> THE PROBLEM
Copy out the material below exactly, from the line containing "If you could mark the tree" through the last line.
* start RECORDS FOR THIS TASK *
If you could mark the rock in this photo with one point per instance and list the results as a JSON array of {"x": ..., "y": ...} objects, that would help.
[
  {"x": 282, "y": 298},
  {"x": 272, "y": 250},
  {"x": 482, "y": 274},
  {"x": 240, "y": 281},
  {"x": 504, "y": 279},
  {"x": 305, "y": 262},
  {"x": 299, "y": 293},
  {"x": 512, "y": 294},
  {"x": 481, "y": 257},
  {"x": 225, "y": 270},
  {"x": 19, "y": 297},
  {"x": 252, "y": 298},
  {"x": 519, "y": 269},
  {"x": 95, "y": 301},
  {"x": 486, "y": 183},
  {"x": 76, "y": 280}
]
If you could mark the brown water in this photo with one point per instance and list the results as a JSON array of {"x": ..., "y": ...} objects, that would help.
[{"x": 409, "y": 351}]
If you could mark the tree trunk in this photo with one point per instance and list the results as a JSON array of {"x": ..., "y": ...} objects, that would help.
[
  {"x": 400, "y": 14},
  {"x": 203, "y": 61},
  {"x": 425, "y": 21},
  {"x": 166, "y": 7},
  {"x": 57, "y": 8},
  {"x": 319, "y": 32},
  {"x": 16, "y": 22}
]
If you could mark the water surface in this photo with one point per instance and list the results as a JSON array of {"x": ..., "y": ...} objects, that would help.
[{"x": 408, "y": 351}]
* end RECORDS FOR THIS TASK *
> COMPLETE OUTPUT
If you could mark the tree trunk in this photo with one point per instance and list the results as a JSON array of {"x": ..., "y": ...} objects, that would help.
[
  {"x": 400, "y": 14},
  {"x": 203, "y": 61},
  {"x": 425, "y": 21},
  {"x": 166, "y": 7},
  {"x": 57, "y": 8},
  {"x": 319, "y": 32},
  {"x": 16, "y": 22}
]
If you could mark the water surface in this photo with one point per instance and list the results as a JSON array of {"x": ..., "y": ...} objects, that would help.
[{"x": 408, "y": 351}]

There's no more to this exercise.